Here is the same barebones Heap class we’ve seen
already, with method specs and headers but no implementation.
public class Heap {
int[] A;
int size;
/** Add the value v to the heap. */
public void add(int v);
/** Return the smallest value in the heap without modifying the heap.
* Precondition: size >= 1 */
public int peek();
/** Remove and return the minimum value in the heap.
* Precondition: size >= 1 */
public int poll();
}The kind of heap we’ve been talking about are formally called “min-heaps”, because the minimum value is always at the root. It is also possible to create a “max-heap”, where the maximum value is at the root. How do we need to change the definition (properties) of a heap to switch it from a min-heap to a max-heap?
There is a sorting algorithm called HeapSort. How do you think
this might work? Write some pseudocode for a method
heapSort(int[] a) that uses a Heap like the
one above to sort an array of integers. What is the runtime of your
algorithm? Is it in-place? Stable?
It turns out to be possible to write an in-place version of
HeapSort using a max-heap. To get you started, here’s a
max-heap version of the Heap class above with a couple
extra methods added. The first is a constructor that takes an array of
unsorted values and sets that to be the Heap’s internal storage
array:
public class Heap {
int[] A;
int size;
/** Constructor: initialize a heap with an unsorted array of values
* as the backing storage. Although A has values, size is 0 so the
* heap starts out empty. */
public Heap(int[] unsorted_array) {
A = unsorted_array;
size = 0;
}
/** Add the value v to the heap. */
public void add(int v);
/** Return the largest value in the heap without modifying the heap.
* Precondition: size >= 1 */
public int peek();
/** Remove and return the largest value in the heap.
* Precondition: size >= 1 */
public int poll();
/** Sort the values in A in-place using heapsort.

● **DATA**
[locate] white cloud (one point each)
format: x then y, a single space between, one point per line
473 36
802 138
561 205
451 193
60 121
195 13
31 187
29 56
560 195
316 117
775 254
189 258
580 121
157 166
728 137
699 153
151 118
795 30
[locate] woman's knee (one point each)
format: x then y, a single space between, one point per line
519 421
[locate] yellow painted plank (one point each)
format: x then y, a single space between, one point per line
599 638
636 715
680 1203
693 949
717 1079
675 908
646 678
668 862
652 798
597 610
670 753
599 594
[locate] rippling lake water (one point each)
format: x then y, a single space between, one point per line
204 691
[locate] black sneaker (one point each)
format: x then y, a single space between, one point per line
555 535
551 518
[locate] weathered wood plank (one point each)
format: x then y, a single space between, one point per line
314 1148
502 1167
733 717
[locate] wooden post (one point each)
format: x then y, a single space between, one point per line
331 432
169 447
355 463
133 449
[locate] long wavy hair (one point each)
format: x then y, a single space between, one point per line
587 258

==

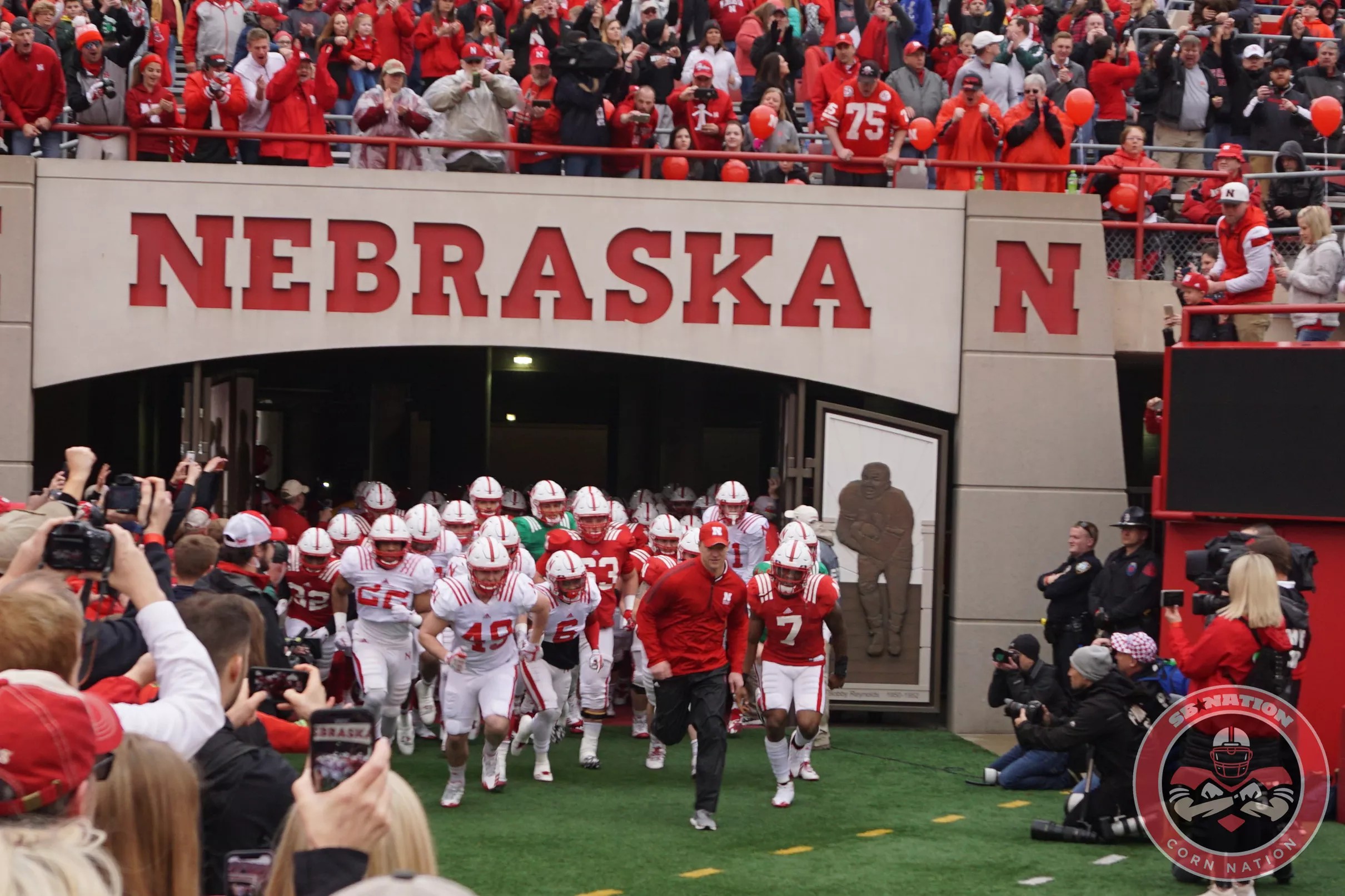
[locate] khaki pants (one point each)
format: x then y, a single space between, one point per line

* * *

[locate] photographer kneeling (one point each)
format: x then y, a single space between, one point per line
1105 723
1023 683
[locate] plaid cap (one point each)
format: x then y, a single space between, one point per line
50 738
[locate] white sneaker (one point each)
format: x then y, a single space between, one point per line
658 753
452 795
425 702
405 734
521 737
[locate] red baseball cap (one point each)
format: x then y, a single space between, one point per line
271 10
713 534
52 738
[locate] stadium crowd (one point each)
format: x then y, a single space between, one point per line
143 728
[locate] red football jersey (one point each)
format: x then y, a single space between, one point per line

● **WORK TO DO**
Please extend the passage on heaps and HeapSort, picking up right after its final line.

● **TASK OUTPUT**
* Precondition: the heap is empty and A contains all values to be sorted.
* Postcondition: the heap is empty and A's values are in sorted order. */
public void heapSort() {
// your code here
}
}The second method is the heapSort() method, which sorts
the values in A in-place. Implement the
heapSort method.
The most straightforward way to insert \(n\) elements into a heap is to call
add \(n\) times, which is
\(O(n \log n)\). However, it turns out
to be possible to build a heap of \(n\)
relements in \(O(n\)) time. There are
two tricky parts to this: the algorithm to build the heap, and the
analysis to show that it’s \(O(n)\). In
short, the approach is to build the heap “bottom-up” instead of
“top-down”.
Write pseudocode to implement the following method, which could
be a member of the Heap class above:
/** Swap i down to its appropriate position in the bottom-up collection
* of heaps thus far constructed.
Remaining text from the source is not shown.